Dataset entries:
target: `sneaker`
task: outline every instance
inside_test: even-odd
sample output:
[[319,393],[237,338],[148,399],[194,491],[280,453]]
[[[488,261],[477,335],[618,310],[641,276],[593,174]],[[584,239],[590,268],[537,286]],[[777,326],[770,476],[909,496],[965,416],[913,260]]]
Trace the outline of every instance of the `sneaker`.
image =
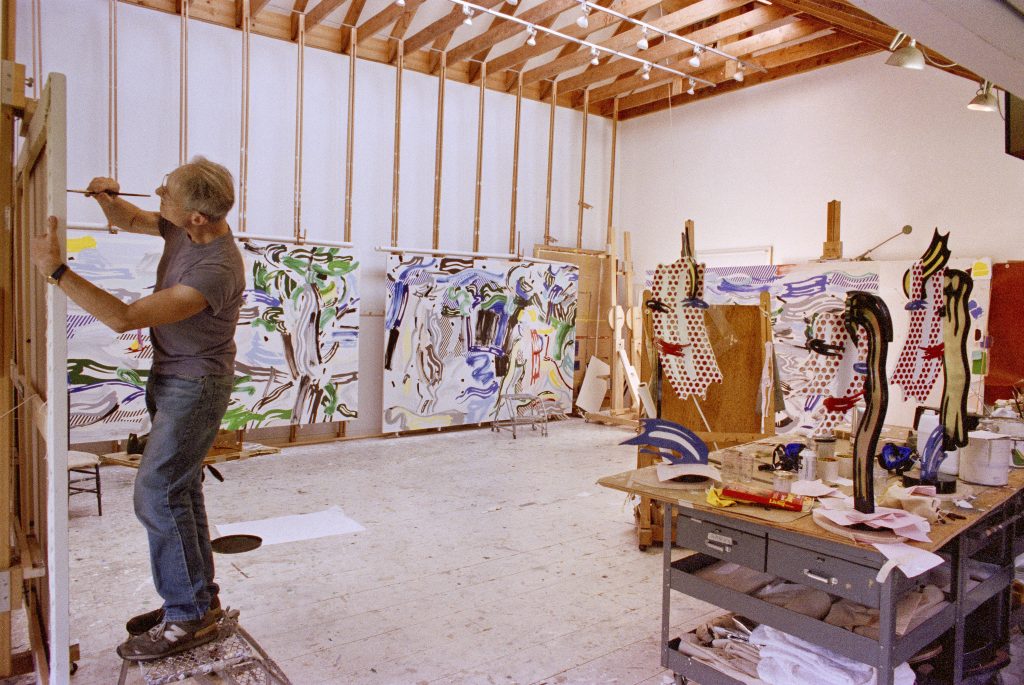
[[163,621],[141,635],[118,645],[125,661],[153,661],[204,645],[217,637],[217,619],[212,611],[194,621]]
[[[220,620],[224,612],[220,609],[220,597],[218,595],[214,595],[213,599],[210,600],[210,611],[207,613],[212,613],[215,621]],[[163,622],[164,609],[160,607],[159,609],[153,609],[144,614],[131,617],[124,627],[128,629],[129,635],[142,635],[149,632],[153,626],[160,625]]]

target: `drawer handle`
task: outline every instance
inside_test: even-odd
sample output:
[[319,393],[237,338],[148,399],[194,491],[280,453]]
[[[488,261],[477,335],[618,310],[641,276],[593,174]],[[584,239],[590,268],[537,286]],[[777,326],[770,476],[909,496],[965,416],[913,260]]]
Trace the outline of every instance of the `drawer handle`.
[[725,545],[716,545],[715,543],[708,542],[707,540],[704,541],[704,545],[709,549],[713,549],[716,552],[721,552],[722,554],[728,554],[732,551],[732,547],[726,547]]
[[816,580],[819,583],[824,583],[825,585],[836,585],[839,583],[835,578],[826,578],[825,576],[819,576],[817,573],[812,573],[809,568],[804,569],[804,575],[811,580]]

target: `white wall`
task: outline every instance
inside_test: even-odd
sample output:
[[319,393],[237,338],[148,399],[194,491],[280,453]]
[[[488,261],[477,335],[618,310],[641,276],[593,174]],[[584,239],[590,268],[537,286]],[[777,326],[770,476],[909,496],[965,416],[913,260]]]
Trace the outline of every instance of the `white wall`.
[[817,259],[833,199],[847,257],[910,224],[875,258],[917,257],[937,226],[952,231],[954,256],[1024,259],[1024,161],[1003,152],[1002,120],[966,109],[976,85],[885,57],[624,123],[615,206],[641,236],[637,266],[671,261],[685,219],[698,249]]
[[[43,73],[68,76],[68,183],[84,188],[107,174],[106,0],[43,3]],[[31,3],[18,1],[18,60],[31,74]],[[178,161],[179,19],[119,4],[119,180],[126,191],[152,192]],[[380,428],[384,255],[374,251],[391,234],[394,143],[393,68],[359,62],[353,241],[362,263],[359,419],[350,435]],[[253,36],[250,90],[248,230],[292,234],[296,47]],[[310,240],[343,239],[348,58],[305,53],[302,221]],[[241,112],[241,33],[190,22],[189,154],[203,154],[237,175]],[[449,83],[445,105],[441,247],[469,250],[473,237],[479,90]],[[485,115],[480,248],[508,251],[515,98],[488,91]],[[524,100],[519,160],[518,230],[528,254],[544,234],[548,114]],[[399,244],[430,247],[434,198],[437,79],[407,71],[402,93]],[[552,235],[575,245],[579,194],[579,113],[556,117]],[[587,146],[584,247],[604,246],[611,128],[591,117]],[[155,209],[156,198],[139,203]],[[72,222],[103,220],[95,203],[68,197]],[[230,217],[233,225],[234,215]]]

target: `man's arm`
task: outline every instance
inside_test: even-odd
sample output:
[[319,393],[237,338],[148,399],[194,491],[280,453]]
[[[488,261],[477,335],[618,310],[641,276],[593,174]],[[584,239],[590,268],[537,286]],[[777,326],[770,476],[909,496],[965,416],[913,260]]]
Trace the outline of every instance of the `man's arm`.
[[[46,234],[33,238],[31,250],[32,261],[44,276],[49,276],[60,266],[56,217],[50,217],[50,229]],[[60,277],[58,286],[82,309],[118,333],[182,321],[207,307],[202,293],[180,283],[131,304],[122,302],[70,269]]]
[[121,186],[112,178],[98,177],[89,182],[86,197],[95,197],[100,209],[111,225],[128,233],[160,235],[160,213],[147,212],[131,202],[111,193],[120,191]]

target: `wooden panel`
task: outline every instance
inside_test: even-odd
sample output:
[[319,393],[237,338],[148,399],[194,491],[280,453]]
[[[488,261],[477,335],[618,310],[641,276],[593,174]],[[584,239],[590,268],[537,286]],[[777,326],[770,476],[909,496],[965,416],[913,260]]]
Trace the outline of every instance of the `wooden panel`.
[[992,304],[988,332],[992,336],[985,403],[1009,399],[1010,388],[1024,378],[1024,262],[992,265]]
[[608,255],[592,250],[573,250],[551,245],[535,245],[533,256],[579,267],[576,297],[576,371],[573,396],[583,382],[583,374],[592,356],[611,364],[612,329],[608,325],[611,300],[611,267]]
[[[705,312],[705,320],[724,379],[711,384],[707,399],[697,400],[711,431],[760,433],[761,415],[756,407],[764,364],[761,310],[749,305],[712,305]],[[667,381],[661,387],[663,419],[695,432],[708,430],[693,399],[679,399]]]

- _THE PROBLEM_
Filter the data above by the word "sneaker" and copy every line that matches.

- _RESPONSE_
target: `sneaker`
Trace the outline of every instance of the `sneaker`.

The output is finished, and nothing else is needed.